__DOCUMENT EXTRACT__:

==================================================

The canvas is not large--21 5/8 by 18 1/8 inches--but it packs a considerable punch. It shows the bust of a Spanish woman (she wears a mantilla) sobbing into a handkerchief. In just six colors, plus black and white, Picasso created an indelible image of mortal grief.

The bean-shaped head, balancing precariously on the point of a triangular neck, is surrounded by heavy blackness. The resulting sense of compression is enhanced by the flattened forms of the mantilla, whose open weave of lace is paradoxically represented by thick, crisscrossing lines.

The woman’s skin is bright white. Her nose and cheek are flushed with hot magenta, her acidic green lips shaded with pale, icy blue. The vivid yellow blouse framing her knotted fingers shrieks against the blackness of the background, while her red-orange hair hums against the complementary greens of the mantilla framing her head.

==================================================

__EXERCISE A__:
According to the painting description, how many colors besides black and white did Picasso use?

__A series of records__:
==================================================

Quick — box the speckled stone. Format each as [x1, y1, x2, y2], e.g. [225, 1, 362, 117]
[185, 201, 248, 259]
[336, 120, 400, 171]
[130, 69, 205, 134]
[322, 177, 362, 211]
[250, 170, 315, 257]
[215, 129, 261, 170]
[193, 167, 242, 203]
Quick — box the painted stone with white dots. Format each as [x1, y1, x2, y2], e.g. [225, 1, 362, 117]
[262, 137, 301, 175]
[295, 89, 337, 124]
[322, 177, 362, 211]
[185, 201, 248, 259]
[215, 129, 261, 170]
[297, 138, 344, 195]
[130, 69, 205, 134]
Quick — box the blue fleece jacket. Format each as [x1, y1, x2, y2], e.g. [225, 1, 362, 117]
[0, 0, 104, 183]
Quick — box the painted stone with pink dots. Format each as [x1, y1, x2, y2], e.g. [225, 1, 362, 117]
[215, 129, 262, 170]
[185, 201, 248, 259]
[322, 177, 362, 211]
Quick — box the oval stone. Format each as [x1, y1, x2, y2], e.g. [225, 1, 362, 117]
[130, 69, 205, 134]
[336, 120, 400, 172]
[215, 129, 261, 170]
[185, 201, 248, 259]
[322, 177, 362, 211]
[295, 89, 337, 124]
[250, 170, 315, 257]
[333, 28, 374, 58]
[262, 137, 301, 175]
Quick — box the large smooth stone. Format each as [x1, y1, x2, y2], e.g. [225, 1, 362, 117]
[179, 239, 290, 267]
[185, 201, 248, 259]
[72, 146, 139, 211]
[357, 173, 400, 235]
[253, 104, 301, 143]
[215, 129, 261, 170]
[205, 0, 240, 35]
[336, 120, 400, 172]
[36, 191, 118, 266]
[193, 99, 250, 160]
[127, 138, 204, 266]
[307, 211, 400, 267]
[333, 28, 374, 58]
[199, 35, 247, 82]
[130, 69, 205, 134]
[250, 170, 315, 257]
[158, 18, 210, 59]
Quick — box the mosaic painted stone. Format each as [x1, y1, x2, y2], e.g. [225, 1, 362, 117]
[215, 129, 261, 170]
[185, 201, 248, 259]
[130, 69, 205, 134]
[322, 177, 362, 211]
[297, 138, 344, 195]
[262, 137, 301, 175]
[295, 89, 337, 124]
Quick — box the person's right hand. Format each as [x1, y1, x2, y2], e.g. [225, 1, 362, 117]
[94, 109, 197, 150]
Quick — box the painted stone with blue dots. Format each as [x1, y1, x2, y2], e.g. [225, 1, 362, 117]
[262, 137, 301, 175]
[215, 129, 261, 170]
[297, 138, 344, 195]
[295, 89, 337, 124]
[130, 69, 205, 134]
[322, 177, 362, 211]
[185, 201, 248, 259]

==================================================

__EXERCISE B__:
Report every line of the records that contains the word "blue".

__WRITTEN SOLUTION A__:
Six colors.

__WRITTEN SOLUTION B__:
Quick — box the blue fleece jacket. Format each as [x1, y1, x2, y2], e.g. [225, 1, 362, 117]
Quick — box the painted stone with blue dots. Format each as [x1, y1, x2, y2], e.g. [225, 1, 362, 117]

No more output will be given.